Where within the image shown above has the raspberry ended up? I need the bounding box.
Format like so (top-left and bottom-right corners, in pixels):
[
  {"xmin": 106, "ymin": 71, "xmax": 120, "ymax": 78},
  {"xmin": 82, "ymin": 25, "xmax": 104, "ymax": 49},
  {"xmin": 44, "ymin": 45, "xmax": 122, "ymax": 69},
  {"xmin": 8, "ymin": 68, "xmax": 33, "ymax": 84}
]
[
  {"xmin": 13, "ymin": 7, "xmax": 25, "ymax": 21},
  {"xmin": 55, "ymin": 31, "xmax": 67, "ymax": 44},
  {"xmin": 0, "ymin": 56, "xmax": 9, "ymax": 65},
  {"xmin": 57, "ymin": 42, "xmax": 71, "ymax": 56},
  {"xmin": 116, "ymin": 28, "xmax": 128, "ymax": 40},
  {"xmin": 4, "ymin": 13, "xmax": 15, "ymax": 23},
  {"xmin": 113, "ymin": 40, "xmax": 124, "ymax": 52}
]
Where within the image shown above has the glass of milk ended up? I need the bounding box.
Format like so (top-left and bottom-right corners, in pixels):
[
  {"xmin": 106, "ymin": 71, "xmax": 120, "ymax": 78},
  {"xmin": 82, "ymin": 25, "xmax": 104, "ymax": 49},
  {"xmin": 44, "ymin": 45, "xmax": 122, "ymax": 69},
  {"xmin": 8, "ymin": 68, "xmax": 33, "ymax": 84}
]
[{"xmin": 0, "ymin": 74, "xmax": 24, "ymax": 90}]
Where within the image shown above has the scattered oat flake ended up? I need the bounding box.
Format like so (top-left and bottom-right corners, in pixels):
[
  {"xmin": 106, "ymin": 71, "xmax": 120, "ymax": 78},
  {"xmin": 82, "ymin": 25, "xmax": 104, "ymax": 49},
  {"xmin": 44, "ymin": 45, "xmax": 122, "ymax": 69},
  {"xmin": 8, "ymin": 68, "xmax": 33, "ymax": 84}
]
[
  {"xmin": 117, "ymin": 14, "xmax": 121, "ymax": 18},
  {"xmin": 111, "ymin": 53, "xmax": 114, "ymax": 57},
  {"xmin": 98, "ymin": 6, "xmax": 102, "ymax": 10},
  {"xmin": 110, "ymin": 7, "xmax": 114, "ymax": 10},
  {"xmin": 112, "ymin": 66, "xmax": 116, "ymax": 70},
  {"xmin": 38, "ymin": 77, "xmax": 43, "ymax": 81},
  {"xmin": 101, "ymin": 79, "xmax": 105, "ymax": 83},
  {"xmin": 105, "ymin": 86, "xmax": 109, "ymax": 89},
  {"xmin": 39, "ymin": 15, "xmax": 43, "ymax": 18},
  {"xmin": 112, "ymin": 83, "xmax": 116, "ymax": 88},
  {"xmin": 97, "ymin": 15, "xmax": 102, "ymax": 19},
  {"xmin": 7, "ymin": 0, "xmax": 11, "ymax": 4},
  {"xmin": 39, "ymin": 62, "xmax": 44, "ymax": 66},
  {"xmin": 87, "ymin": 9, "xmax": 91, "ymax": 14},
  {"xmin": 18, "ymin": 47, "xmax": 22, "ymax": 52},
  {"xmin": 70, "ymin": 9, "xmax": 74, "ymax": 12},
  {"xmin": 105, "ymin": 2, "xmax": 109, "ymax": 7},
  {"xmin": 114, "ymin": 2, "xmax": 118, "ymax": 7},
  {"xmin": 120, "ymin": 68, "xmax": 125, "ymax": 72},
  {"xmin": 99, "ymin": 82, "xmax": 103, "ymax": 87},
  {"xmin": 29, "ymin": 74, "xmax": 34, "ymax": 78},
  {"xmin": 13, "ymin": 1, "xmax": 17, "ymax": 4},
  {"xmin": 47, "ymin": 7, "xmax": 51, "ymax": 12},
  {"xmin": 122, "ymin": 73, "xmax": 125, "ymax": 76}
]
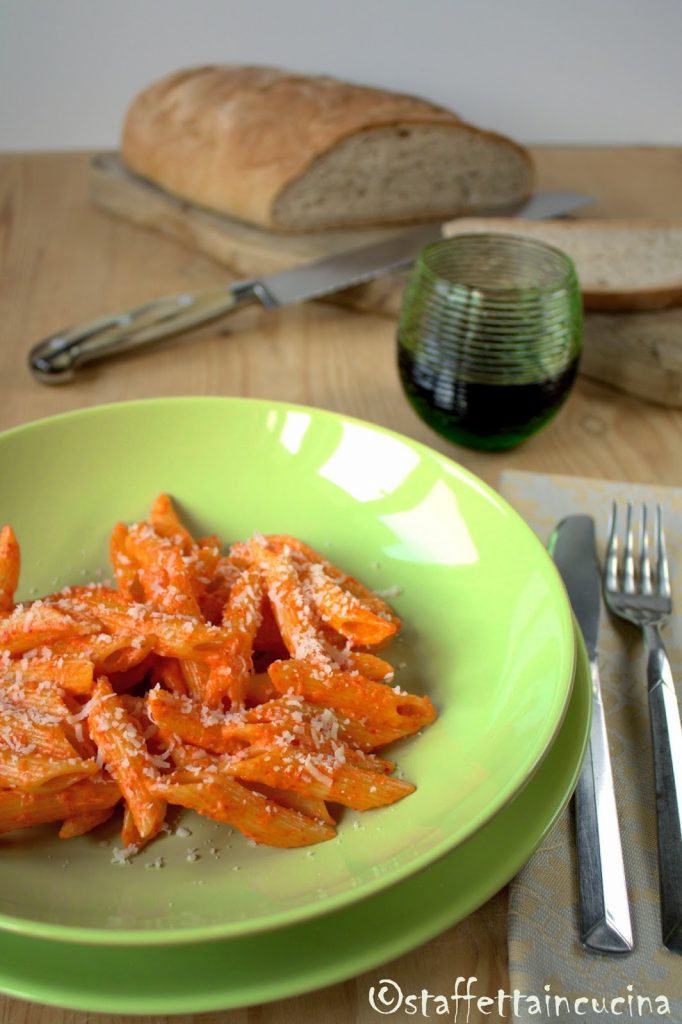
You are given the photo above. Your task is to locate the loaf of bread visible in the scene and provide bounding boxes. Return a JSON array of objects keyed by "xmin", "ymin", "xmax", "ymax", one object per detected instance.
[
  {"xmin": 443, "ymin": 218, "xmax": 682, "ymax": 311},
  {"xmin": 121, "ymin": 65, "xmax": 533, "ymax": 232}
]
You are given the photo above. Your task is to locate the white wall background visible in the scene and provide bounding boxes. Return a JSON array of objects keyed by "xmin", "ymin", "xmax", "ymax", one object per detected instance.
[{"xmin": 1, "ymin": 0, "xmax": 680, "ymax": 150}]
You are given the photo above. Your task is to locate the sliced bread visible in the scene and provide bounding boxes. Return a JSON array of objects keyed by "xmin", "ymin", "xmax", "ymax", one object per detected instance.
[
  {"xmin": 580, "ymin": 307, "xmax": 682, "ymax": 406},
  {"xmin": 442, "ymin": 218, "xmax": 682, "ymax": 311}
]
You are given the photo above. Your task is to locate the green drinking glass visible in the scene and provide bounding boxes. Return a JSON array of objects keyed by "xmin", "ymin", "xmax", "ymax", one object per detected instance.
[{"xmin": 397, "ymin": 233, "xmax": 583, "ymax": 451}]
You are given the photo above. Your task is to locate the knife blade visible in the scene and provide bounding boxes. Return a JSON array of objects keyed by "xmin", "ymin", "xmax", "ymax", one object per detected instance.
[
  {"xmin": 550, "ymin": 514, "xmax": 633, "ymax": 954},
  {"xmin": 29, "ymin": 190, "xmax": 593, "ymax": 383}
]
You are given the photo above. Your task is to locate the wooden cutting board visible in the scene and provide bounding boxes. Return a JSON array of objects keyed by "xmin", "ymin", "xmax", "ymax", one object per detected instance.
[
  {"xmin": 89, "ymin": 153, "xmax": 682, "ymax": 407},
  {"xmin": 89, "ymin": 153, "xmax": 413, "ymax": 316}
]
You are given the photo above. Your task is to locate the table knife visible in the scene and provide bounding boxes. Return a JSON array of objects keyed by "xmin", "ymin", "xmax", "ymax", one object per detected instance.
[
  {"xmin": 549, "ymin": 514, "xmax": 634, "ymax": 954},
  {"xmin": 29, "ymin": 190, "xmax": 592, "ymax": 383}
]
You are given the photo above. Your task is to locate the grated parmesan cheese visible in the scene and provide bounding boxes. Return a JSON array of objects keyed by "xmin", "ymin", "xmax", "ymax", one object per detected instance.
[
  {"xmin": 110, "ymin": 845, "xmax": 138, "ymax": 866},
  {"xmin": 373, "ymin": 585, "xmax": 403, "ymax": 599}
]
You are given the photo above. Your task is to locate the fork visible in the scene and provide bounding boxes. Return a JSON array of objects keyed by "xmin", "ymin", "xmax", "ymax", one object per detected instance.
[{"xmin": 604, "ymin": 503, "xmax": 682, "ymax": 953}]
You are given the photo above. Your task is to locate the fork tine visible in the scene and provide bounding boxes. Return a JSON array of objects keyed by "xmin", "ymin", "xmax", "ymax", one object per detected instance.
[
  {"xmin": 623, "ymin": 502, "xmax": 636, "ymax": 594},
  {"xmin": 640, "ymin": 504, "xmax": 653, "ymax": 595},
  {"xmin": 605, "ymin": 501, "xmax": 619, "ymax": 590},
  {"xmin": 655, "ymin": 504, "xmax": 672, "ymax": 598}
]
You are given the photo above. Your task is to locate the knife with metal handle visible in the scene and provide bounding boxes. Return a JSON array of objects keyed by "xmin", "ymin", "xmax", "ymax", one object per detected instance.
[
  {"xmin": 550, "ymin": 515, "xmax": 634, "ymax": 954},
  {"xmin": 29, "ymin": 191, "xmax": 592, "ymax": 383}
]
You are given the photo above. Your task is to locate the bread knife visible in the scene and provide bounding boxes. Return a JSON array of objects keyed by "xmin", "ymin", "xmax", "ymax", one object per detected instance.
[
  {"xmin": 549, "ymin": 514, "xmax": 634, "ymax": 954},
  {"xmin": 29, "ymin": 191, "xmax": 592, "ymax": 383}
]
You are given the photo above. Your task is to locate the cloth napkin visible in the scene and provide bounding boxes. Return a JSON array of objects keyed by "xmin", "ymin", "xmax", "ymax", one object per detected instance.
[{"xmin": 500, "ymin": 471, "xmax": 682, "ymax": 1023}]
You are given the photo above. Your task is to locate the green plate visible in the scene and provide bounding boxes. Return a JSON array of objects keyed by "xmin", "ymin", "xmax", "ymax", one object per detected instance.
[
  {"xmin": 0, "ymin": 626, "xmax": 589, "ymax": 1014},
  {"xmin": 0, "ymin": 398, "xmax": 575, "ymax": 945}
]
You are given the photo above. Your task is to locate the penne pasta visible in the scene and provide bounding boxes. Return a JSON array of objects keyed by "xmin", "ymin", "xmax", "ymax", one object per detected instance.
[
  {"xmin": 110, "ymin": 522, "xmax": 144, "ymax": 602},
  {"xmin": 0, "ymin": 677, "xmax": 95, "ymax": 759},
  {"xmin": 223, "ymin": 748, "xmax": 415, "ymax": 810},
  {"xmin": 179, "ymin": 659, "xmax": 210, "ymax": 703},
  {"xmin": 148, "ymin": 494, "xmax": 194, "ymax": 552},
  {"xmin": 58, "ymin": 805, "xmax": 116, "ymax": 839},
  {"xmin": 0, "ymin": 748, "xmax": 98, "ymax": 791},
  {"xmin": 0, "ymin": 776, "xmax": 121, "ymax": 834},
  {"xmin": 121, "ymin": 803, "xmax": 147, "ymax": 849},
  {"xmin": 0, "ymin": 604, "xmax": 100, "ymax": 655},
  {"xmin": 0, "ymin": 655, "xmax": 95, "ymax": 696},
  {"xmin": 241, "ymin": 544, "xmax": 333, "ymax": 668},
  {"xmin": 153, "ymin": 772, "xmax": 335, "ymax": 848},
  {"xmin": 50, "ymin": 590, "xmax": 226, "ymax": 661},
  {"xmin": 46, "ymin": 632, "xmax": 151, "ymax": 678},
  {"xmin": 205, "ymin": 565, "xmax": 264, "ymax": 708},
  {"xmin": 0, "ymin": 698, "xmax": 82, "ymax": 761},
  {"xmin": 193, "ymin": 551, "xmax": 238, "ymax": 623},
  {"xmin": 145, "ymin": 685, "xmax": 244, "ymax": 756},
  {"xmin": 126, "ymin": 524, "xmax": 201, "ymax": 618},
  {"xmin": 345, "ymin": 651, "xmax": 396, "ymax": 682},
  {"xmin": 302, "ymin": 561, "xmax": 398, "ymax": 647},
  {"xmin": 0, "ymin": 525, "xmax": 20, "ymax": 616},
  {"xmin": 244, "ymin": 696, "xmax": 396, "ymax": 763},
  {"xmin": 87, "ymin": 678, "xmax": 167, "ymax": 841},
  {"xmin": 261, "ymin": 535, "xmax": 402, "ymax": 629},
  {"xmin": 267, "ymin": 657, "xmax": 436, "ymax": 749},
  {"xmin": 0, "ymin": 496, "xmax": 435, "ymax": 851},
  {"xmin": 245, "ymin": 783, "xmax": 336, "ymax": 825}
]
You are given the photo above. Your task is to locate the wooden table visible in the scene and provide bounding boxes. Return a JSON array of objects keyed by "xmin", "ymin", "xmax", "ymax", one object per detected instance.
[{"xmin": 0, "ymin": 146, "xmax": 681, "ymax": 1024}]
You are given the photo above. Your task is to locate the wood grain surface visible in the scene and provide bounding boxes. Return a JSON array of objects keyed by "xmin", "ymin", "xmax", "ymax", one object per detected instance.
[{"xmin": 0, "ymin": 146, "xmax": 681, "ymax": 1024}]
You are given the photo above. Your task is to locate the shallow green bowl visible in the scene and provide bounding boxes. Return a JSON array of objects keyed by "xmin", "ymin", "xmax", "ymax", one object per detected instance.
[{"xmin": 0, "ymin": 397, "xmax": 574, "ymax": 946}]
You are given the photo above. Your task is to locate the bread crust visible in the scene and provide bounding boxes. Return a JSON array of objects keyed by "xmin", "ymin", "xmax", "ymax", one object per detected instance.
[
  {"xmin": 582, "ymin": 288, "xmax": 682, "ymax": 311},
  {"xmin": 121, "ymin": 65, "xmax": 533, "ymax": 231}
]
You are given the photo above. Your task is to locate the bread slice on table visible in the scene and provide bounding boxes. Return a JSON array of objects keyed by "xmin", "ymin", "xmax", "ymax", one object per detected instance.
[
  {"xmin": 443, "ymin": 218, "xmax": 682, "ymax": 311},
  {"xmin": 121, "ymin": 65, "xmax": 533, "ymax": 232},
  {"xmin": 580, "ymin": 307, "xmax": 682, "ymax": 406}
]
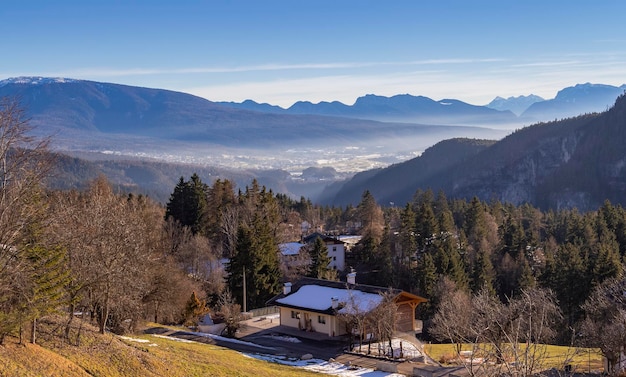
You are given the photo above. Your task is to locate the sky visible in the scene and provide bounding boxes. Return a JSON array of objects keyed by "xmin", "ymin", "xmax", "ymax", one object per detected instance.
------------------------------------------------
▸ Assignment
Your answer should be one number: the count of lines in the records above that contain "Where".

▸ Task output
3